--- Text block ---
========================================
Dvorkin Daniel, Biehs Brian, Kechris Katerina
Computational Bioscience Program, University of Colorado School of Medicine, 12801 E. 17th Ave., Aurora, CO 80045–0511, USA.
Stat Appl Genet Mol Biol. 2013 Aug;12(4):469-87. doi: 10.1515/sagmb-2012-0051.
Making effective use of multiple data sources is a major challenge in modern bioinformatics. Genome-wide data such as measures of transcription factor binding, gene expression, and sequence conservation, which are used to identify binding regions and genes that are important to major biological processes such as development and disease, can be difficult to use together due to the different biological meanings and statistical distributions of the heterogeneous data types, but each can provide valuable information for understanding the processes under study. Here we present methods for integrating multiple data sources to gain a more complete picture of gene regulation and expression. Our goal is to identify genes and cis-regulatory regions which play specific biological roles. We describe a graphical mixture model approach for data integration, examine the effect of using different model topologies, and discuss methods for evaluating the effectiveness of the models. Model fitting is computationally efficient and produces results which have clear biological and statistical interpretations. The Hedgehog and Dorsal signaling pathways in Drosophila, which are critical in embryonic development, are used as examples.
========================================
--- Data extract ---
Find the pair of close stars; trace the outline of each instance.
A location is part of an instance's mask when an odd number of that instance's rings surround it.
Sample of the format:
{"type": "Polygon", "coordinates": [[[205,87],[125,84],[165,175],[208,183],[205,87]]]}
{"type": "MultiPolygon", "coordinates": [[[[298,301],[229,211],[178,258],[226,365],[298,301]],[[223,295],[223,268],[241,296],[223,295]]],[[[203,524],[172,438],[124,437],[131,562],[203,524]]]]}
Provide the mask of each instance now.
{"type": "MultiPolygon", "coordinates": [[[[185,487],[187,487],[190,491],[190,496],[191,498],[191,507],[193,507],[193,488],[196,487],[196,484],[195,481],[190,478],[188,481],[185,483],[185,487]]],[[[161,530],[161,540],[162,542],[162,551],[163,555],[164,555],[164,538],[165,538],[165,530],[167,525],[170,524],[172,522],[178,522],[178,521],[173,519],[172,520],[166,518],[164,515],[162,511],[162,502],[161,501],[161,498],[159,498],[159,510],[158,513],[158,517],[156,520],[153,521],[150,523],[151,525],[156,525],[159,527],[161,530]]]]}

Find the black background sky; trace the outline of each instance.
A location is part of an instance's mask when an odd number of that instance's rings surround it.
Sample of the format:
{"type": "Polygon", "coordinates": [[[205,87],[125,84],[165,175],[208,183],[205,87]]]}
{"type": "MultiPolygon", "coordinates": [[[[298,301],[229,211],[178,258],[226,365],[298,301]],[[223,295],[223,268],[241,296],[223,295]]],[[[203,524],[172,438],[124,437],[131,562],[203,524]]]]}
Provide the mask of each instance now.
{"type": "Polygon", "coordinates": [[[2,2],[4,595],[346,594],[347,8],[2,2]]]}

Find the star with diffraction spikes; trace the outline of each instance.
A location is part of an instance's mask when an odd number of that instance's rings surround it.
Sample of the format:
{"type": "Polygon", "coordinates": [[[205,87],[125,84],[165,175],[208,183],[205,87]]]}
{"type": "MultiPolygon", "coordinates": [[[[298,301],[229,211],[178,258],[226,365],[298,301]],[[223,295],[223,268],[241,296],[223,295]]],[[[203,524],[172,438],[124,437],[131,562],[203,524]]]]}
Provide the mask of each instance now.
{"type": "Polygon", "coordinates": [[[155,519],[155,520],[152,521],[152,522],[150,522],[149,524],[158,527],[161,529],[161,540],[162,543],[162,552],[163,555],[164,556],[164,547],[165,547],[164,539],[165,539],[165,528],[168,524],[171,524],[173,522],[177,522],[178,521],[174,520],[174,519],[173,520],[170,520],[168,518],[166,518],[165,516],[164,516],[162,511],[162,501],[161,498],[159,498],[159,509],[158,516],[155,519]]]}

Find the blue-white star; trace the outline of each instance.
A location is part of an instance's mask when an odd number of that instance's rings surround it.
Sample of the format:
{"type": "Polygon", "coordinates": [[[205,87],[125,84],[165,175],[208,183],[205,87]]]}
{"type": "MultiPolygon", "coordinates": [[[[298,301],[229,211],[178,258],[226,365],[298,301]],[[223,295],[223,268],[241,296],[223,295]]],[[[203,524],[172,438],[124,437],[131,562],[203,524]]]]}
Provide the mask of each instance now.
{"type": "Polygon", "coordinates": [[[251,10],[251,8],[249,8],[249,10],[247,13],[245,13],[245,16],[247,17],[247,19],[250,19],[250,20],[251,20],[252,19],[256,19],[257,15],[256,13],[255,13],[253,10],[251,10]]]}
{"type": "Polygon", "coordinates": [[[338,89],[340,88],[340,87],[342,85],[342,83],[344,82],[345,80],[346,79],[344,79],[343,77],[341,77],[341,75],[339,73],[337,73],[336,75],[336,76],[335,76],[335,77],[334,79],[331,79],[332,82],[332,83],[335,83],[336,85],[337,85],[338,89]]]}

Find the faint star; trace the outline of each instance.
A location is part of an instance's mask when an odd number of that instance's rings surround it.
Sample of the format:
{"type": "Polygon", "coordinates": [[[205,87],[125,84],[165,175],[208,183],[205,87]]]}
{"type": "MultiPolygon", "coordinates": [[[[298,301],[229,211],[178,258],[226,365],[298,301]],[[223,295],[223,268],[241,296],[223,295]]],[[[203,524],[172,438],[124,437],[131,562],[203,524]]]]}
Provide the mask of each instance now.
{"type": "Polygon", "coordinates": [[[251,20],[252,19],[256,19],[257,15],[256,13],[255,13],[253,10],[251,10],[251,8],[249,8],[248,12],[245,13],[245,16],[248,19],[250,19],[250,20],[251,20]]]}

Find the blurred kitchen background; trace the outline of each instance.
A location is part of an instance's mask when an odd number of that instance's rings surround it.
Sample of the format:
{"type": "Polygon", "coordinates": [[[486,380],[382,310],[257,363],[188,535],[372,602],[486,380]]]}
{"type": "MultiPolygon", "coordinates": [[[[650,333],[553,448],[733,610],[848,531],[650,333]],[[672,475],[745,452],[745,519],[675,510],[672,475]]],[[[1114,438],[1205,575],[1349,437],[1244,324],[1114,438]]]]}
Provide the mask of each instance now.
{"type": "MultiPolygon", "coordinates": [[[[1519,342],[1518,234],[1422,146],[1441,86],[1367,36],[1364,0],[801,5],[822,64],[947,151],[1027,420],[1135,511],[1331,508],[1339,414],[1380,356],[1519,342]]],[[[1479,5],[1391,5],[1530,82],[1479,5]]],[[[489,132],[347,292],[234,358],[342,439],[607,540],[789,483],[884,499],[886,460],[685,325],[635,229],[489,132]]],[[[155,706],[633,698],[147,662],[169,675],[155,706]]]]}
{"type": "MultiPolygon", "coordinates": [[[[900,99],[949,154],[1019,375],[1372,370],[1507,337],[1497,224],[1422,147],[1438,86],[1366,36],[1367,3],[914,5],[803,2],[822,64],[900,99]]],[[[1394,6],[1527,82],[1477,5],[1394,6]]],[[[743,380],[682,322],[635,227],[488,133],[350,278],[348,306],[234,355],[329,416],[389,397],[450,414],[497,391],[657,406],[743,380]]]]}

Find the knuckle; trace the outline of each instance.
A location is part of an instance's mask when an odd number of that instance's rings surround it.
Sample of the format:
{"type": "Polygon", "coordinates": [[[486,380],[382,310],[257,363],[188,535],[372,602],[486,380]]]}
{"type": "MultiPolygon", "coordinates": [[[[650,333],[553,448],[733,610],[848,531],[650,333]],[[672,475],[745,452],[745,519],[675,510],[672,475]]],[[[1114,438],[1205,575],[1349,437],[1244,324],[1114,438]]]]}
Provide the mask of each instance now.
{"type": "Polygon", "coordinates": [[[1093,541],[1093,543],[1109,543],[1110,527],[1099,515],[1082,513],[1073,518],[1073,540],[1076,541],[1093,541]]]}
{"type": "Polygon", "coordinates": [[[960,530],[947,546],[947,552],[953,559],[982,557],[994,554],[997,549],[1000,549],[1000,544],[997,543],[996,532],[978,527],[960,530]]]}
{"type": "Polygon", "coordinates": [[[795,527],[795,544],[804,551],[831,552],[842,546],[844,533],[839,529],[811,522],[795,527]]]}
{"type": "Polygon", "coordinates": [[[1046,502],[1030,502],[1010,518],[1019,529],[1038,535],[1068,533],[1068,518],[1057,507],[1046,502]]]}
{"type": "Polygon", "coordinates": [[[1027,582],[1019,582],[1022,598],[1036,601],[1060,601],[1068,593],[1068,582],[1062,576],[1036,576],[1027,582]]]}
========================================
--- Activity list ---
1) List the kinds of genome-wide data that the abstract on integrating multiple data sources gives as examples.
2) Answer these questions on the abstract about integrating multiple data sources:
(a) In which journal, year and month did the article appear?
(b) What kind of model approach do the authors describe for data integration?
(c) Which signaling pathways in Drosophila serve as examples?

--- Exercise answers ---
1)
Transcription factor binding
Gene expression
Sequence conservation

2)
(a) Stat Appl Genet Mol Biol, August 2013.
(b) A graphical mixture model approach.
(c) The Hedgehog and Dorsal signaling pathways.